# EXERCISE OBJECTIVE:
Return exactly the span of lines that opens with the line containing "Where can you see the cloud?" and closes with the last line of the data, inclusive.

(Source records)
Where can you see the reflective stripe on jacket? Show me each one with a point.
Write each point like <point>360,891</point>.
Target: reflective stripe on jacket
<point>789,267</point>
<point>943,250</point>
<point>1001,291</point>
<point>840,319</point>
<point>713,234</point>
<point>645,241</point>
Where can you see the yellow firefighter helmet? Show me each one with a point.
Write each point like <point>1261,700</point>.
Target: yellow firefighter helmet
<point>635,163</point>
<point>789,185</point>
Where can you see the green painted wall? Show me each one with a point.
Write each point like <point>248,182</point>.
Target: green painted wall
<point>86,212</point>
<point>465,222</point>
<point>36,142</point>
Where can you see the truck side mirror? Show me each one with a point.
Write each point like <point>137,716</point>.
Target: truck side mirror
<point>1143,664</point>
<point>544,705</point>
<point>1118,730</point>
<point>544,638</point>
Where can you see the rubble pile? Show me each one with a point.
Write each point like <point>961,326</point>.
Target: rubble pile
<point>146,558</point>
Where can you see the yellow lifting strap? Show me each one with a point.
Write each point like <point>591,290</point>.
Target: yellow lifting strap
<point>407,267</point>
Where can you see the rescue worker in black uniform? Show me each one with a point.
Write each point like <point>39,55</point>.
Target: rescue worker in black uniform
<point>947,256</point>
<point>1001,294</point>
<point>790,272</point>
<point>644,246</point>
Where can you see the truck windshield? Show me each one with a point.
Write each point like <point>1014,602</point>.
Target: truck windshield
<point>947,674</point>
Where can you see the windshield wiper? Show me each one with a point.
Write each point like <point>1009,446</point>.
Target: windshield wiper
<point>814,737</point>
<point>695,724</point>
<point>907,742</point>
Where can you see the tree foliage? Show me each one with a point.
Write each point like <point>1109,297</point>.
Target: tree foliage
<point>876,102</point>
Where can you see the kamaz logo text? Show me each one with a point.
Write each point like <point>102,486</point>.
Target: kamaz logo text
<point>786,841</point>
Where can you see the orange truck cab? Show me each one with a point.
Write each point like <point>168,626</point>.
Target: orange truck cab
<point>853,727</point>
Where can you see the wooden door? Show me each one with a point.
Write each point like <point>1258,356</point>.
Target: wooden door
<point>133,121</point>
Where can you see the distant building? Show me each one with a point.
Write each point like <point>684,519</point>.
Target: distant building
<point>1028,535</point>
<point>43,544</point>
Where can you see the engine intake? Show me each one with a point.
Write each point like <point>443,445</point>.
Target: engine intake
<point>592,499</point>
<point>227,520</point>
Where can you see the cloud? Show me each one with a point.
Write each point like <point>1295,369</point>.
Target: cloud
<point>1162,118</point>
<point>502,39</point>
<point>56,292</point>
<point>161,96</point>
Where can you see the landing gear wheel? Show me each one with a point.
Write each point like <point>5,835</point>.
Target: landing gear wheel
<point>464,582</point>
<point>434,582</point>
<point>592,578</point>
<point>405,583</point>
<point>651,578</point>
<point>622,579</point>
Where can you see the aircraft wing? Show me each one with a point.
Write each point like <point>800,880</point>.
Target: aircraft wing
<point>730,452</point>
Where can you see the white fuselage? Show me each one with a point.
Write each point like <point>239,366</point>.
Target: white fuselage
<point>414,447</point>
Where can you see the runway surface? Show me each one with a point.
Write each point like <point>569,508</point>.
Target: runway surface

# THE REPLY:
Where can you see the cloud? Show me each one with a point.
Write each point like <point>1295,369</point>.
Target: cloud
<point>1162,118</point>
<point>502,39</point>
<point>56,292</point>
<point>161,96</point>
Where can you see the landing gear wheel? Show me each one with a point.
Write each point like <point>5,835</point>.
Target: landing gear wheel
<point>464,582</point>
<point>434,582</point>
<point>592,578</point>
<point>405,583</point>
<point>651,578</point>
<point>622,579</point>
Where can you see the aircraft wing? Show me each one with a point.
Write each point like <point>800,880</point>.
Target: aircraft wing
<point>730,452</point>
Where can you see the white fuselage? Show me each one with a point.
Write each point like <point>239,366</point>.
Target: white fuselage
<point>414,447</point>
Where can you see the runway surface? Show me each one with a point.
Write each point like <point>569,508</point>.
Target: runway surface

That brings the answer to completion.